→ **REQUIRED ACTION 1**
In the text on southern high-latitude ocean currents, translate this sentence into Spanish: "The fronts are highly variable, and changes in position of 62 miles (100 kilometers) in 10 days have been observed."
→ **REQUIRED ACTION 2**
Write the next part of the text on southern high-latitude ocean currents, beginning after its final sentence.
** GIVEN TEXT follows **
Southern High Latitude Ocean Currents

The current structure in the southern high latitudes is less complex than in the northern high latitudes because of the absence of land. Antarctica is bounded on all sides by deepwater, and the most significant current in the high latitudes is the Antarctic Circumpolar Current (ACC), or West Wind Drift, which lies between 40 and 60 degrees south. The current flows around the Antarctic continent in a clockwise direction, uninterrupted by land, with surface speeds that can range between 1.64 and 4.92 feet (0.5 and 1.5 meters) per second, and can be considered the ocean analogue of the atmospheric jet stream.

The passage of the ACC around Antarctica is heavily determined by topography, but this is not well defined in the high latitudes because of sea ice cover. The ACC is especially strong below the Agulhas Current and in the Drake Passage, where recent measurements have determined the transport as 130 × 106 cubic meters per second, with an uncertainty factor of roughly 10 percent; the instantaneous flow may, however, differ by as much as 20 percent from this figure. The ACC derives from the Ekman transport, which is to the left of the prevailing wind (the Roaring Forties) and raises the sea surface to the north. The surface slope generates a current that is stable and balanced by the Coriolis force.

The ACC delineates two major frontal regions: at the northern boundary, the Sub-Antarctic Front; and at the southern boundary, the Antarctic Front. The fronts are highly variable, and changes in position of 62 miles (100 kilometers) in 10 days have been observed. Larger meanders in the fronts can form eddies similar to those formed in the Gulf Stream. The greater of the two fronts is the Antarctic Front (southern), which separates the warmer surface waters of northern origin from the cold waters of southern origin. This front is historically identified as the Antarctic Convergence, given that water is converging in this region, but recent measurements have shown that the ACC between the two fronts is zonal and complex in structure throughout its north–south extent, and there is a series of convergences.
** End of GIVEN TEXT **
** DATA BELOW follows **
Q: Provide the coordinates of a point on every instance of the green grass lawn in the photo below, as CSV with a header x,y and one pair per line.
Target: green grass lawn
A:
** End of DATA BELOW **
→ **RESPONSE BOX 1**
Los frentes son muy variables, y se han observado cambios de posición de 62 millas (100 kilómetros) en 10 días.

→ **RESPONSE BOX 2**
Consequently, the region is now termed the Antarctic Polar Frontal Zone. It is important for biological processes because deepwater rich in nutrients is brought to the surface, resulting in an area of high localized primary production. The primary production is then grazed by zooplankton, and in particular by krill, which is a staple food for many species of birds, seals, fish, squid, and whales. Close to the Antarctic continent, there is a narrow and westward-flowing current at approximately 65 degrees south, which is called the Antarctic Coastal Current, or occasionally the East Wind Drift. This current has not been well studied, but it has a speed typically of .33 feet (0.1 meter) per second. The current is not, however, continuous around Antarctica, and it is absorbed in the two large gyre systems of the Weddell Sea and the Ross Sea.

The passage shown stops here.